- _Material for the task_:
Start of Block

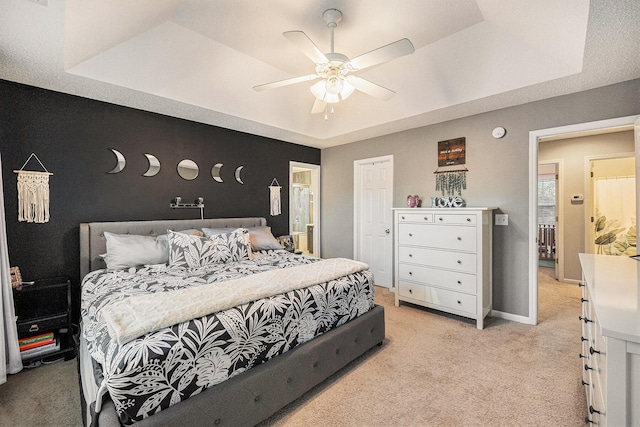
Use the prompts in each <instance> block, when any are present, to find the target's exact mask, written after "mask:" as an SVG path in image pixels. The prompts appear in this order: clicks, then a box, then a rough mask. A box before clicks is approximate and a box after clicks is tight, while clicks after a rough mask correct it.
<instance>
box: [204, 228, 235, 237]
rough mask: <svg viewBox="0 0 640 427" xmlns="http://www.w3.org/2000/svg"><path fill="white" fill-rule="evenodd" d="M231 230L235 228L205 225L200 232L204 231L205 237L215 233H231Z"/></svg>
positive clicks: (210, 235)
mask: <svg viewBox="0 0 640 427" xmlns="http://www.w3.org/2000/svg"><path fill="white" fill-rule="evenodd" d="M233 230H235V228H207V227H202V232H203V233H204V235H205V237H211V236H216V235H218V234H222V233H231V232H232V231H233Z"/></svg>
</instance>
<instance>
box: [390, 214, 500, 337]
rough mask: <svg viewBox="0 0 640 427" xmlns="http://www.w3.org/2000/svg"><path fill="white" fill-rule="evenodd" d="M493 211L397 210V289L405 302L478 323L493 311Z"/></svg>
mask: <svg viewBox="0 0 640 427" xmlns="http://www.w3.org/2000/svg"><path fill="white" fill-rule="evenodd" d="M493 210H494V208H486V207H477V208H472V207H466V208H434V209H422V208H414V209H405V208H402V209H399V208H398V209H394V243H395V245H394V284H395V290H396V306H399V305H400V302H401V301H405V302H410V303H413V304H417V305H421V306H424V307H429V308H433V309H437V310H441V311H444V312H447V313H452V314H456V315H458V316H463V317H467V318H471V319H475V320H476V325H477V328H478V329H483V327H484V318H485V317H486V316H487V314H489V312H490V311H491V307H492V272H491V263H492V234H493V233H492V223H493V220H492V219H493Z"/></svg>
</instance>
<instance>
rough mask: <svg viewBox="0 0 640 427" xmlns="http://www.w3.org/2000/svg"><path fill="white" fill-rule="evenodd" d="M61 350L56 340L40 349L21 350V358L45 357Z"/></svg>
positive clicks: (54, 339) (39, 347) (39, 348)
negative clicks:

End of Block

Each entry above must be duplicated precisely; none of the pictures may be included.

Use the prompts in each <instance> block, when any are present, to find the target's exact mask, written after "mask:" as an SVG path in image pixels. The prompts appear in this order: clicks, then a box, then a rough mask. A box before clicks is approximate and a box after clicks is tight, while clicks after a rough mask correct it.
<instance>
box: [204, 228, 235, 237]
rough mask: <svg viewBox="0 0 640 427" xmlns="http://www.w3.org/2000/svg"><path fill="white" fill-rule="evenodd" d="M231 230L235 228L205 225L200 232L204 231L205 237L215 233H231Z"/></svg>
positive clicks: (210, 235)
mask: <svg viewBox="0 0 640 427" xmlns="http://www.w3.org/2000/svg"><path fill="white" fill-rule="evenodd" d="M233 230H235V228H207V227H202V232H203V233H204V235H205V237H211V236H216V235H218V234H222V233H231V232H232V231H233Z"/></svg>
</instance>
<instance>
box: [390, 214, 500, 337]
rough mask: <svg viewBox="0 0 640 427" xmlns="http://www.w3.org/2000/svg"><path fill="white" fill-rule="evenodd" d="M493 211L397 210V289L405 302L478 323L493 311Z"/></svg>
mask: <svg viewBox="0 0 640 427" xmlns="http://www.w3.org/2000/svg"><path fill="white" fill-rule="evenodd" d="M493 210H494V208H486V207H477V208H472V207H466V208H434V209H422V208H414V209H405V208H402V209H399V208H398V209H394V243H395V245H394V284H395V290H396V306H399V305H400V302H401V301H405V302H410V303H413V304H417V305H421V306H424V307H429V308H433V309H437V310H441V311H444V312H447V313H452V314H456V315H458V316H463V317H467V318H471V319H475V320H476V325H477V328H478V329H483V327H484V318H485V317H486V316H487V314H489V312H490V311H491V307H492V272H491V263H492V234H493V233H492V223H493V220H492V219H493Z"/></svg>
</instance>
<instance>
rough mask: <svg viewBox="0 0 640 427" xmlns="http://www.w3.org/2000/svg"><path fill="white" fill-rule="evenodd" d="M61 350L56 340L40 349L21 350V358L45 357Z"/></svg>
positive clicks: (54, 339) (39, 347) (39, 348)
negative clicks:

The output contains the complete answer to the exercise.